→ PROBLEM DESCRIPTION:
Rewrite the items between the line containing "Mark the lips, one" and the line containing "[637, 1195]", inclusive, as a Markdown table with the columns Row and Line, numbering each row and omitting blank lines.

→ Labeled-object pointing items:
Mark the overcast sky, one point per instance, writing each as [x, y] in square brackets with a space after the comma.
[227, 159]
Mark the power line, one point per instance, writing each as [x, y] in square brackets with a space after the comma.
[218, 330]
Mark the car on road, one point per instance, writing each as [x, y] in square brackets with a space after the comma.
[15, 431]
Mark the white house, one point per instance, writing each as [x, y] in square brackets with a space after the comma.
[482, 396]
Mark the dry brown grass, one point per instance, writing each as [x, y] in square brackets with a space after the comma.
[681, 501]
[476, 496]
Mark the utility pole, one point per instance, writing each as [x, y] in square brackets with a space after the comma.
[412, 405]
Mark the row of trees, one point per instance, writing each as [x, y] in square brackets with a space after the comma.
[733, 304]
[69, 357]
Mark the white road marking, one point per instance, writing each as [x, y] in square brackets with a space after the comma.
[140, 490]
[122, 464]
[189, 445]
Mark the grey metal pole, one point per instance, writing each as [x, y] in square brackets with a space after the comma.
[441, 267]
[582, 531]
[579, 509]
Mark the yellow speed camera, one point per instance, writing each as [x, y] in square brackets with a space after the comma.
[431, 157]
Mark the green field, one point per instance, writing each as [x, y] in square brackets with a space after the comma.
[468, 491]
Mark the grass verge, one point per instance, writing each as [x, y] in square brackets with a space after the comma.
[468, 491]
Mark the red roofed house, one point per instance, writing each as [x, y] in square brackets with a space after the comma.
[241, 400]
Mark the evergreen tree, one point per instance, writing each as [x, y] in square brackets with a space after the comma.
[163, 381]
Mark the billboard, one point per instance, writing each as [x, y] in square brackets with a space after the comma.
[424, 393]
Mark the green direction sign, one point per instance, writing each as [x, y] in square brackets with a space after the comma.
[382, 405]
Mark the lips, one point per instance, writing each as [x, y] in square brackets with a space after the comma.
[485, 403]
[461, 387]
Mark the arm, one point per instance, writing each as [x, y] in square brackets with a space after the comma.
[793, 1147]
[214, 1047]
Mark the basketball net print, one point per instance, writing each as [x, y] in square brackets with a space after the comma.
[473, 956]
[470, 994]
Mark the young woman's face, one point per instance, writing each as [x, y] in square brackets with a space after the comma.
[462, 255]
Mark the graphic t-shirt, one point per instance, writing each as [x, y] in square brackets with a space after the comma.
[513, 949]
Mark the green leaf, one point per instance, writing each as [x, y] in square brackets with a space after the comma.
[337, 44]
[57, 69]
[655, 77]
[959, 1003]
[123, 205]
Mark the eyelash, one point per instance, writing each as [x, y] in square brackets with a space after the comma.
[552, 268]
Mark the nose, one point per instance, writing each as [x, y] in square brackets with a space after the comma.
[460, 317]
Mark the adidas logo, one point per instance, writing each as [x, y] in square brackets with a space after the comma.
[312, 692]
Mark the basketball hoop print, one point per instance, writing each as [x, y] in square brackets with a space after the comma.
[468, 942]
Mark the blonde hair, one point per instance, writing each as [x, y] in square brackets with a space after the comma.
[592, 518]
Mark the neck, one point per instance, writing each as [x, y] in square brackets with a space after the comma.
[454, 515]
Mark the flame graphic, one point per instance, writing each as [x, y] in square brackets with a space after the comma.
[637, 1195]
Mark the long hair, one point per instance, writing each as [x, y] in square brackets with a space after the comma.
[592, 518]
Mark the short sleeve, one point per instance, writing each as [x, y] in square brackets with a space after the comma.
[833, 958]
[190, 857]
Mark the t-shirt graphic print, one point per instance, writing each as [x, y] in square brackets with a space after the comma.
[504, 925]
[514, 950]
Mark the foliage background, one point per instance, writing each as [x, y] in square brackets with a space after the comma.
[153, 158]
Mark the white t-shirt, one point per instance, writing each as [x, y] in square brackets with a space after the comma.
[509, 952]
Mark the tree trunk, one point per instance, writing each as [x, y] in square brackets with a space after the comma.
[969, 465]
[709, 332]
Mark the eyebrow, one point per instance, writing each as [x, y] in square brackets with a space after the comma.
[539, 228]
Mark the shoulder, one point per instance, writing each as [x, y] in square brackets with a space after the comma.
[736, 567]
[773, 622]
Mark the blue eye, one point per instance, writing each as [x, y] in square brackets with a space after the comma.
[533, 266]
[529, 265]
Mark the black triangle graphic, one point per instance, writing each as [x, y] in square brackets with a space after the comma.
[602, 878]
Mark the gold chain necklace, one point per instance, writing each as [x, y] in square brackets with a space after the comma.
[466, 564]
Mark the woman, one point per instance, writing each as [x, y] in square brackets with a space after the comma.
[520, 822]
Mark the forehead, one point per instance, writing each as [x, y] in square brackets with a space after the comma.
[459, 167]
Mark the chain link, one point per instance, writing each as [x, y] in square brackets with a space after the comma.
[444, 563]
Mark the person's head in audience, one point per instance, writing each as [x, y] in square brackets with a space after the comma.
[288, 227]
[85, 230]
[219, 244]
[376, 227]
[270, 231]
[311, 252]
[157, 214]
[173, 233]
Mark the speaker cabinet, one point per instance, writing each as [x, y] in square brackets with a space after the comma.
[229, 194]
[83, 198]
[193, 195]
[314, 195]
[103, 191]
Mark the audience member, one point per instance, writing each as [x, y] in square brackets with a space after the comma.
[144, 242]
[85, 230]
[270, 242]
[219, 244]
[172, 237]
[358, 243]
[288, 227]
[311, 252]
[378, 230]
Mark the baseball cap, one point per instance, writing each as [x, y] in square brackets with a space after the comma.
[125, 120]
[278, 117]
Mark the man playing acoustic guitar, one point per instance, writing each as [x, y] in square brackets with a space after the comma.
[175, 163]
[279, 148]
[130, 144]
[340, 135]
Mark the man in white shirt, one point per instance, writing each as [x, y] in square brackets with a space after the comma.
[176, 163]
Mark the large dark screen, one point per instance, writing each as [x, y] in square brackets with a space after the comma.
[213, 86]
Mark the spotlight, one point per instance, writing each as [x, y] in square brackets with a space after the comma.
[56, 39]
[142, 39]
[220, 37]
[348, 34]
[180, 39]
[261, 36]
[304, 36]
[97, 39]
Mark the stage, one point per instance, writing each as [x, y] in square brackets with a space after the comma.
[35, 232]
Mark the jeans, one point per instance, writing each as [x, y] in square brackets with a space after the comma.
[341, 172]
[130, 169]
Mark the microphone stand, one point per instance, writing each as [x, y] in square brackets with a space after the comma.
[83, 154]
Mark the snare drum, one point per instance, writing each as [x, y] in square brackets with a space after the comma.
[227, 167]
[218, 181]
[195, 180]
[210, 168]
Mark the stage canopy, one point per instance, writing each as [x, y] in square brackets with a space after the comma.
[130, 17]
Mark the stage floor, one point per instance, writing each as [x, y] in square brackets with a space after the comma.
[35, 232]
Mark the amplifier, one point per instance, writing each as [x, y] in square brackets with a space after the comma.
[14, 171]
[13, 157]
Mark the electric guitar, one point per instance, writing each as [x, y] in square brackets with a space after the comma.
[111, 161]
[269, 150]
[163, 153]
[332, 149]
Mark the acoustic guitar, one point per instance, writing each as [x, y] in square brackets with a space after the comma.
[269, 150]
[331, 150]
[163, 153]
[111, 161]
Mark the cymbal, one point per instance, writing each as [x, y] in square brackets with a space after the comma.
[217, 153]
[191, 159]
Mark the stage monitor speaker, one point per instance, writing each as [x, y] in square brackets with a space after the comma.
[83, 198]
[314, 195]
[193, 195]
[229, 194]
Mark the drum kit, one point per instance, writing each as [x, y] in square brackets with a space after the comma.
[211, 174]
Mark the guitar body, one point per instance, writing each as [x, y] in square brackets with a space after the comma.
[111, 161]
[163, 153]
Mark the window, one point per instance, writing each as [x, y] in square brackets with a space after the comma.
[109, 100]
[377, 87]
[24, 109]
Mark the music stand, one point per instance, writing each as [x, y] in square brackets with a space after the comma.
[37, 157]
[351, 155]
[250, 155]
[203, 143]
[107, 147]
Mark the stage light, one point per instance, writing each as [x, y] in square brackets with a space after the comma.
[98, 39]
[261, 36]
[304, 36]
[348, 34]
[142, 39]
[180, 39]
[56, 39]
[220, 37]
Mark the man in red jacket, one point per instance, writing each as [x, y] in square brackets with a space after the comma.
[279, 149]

→ OUTPUT FOR THIS EXERCISE:
| Row | Line |
|---|---|
| 1 | Mark the lips, one point per instance, writing each as [x, y] in square brackets with a space after the comma. |
| 2 | [485, 403] |
| 3 | [461, 387] |
| 4 | Mark the arm, one point per instance, writing each as [x, y] in square brackets with a space after the comma. |
| 5 | [793, 1147] |
| 6 | [214, 1047] |
| 7 | Mark the basketball net print, one point per instance, writing each as [x, y] in square brackets with a space after the comma. |
| 8 | [473, 956] |
| 9 | [470, 994] |
| 10 | Mark the young woman's face, one point per instance, writing each as [x, y] in square brackets with a space after the comma. |
| 11 | [462, 255] |
| 12 | Mark the graphic t-shirt, one point per instance, writing each as [x, y] in square brackets with a space after the comma. |
| 13 | [513, 949] |
| 14 | Mark the green leaf, one point per instance, writing each as [x, y] in square brackets with a space after the comma. |
| 15 | [337, 44] |
| 16 | [57, 69] |
| 17 | [655, 77] |
| 18 | [959, 1003] |
| 19 | [123, 205] |
| 20 | Mark the eyelash, one point per instance, writing each as [x, y] in square brackets with a space after the comma. |
| 21 | [552, 268] |
| 22 | Mark the nose, one point per instance, writing each as [x, y] in square brackets with a space after the comma. |
| 23 | [460, 317] |
| 24 | Mark the adidas logo, one point per instance, writing each as [x, y] in square brackets with a space after the comma. |
| 25 | [312, 692] |
| 26 | Mark the basketball hoop print, one point per instance, writing each as [x, y] in square brackets with a space after the comma. |
| 27 | [468, 942] |
| 28 | Mark the blonde hair, one point per instance, writing each as [x, y] in square brackets with a space after the comma. |
| 29 | [592, 518] |
| 30 | Mark the neck, one point per instance, writing each as [x, y] in square brackets with a space after the comma. |
| 31 | [454, 515] |
| 32 | Mark the flame graphic, one point per instance, writing each as [x, y] in square brackets with a space after the comma. |
| 33 | [637, 1195] |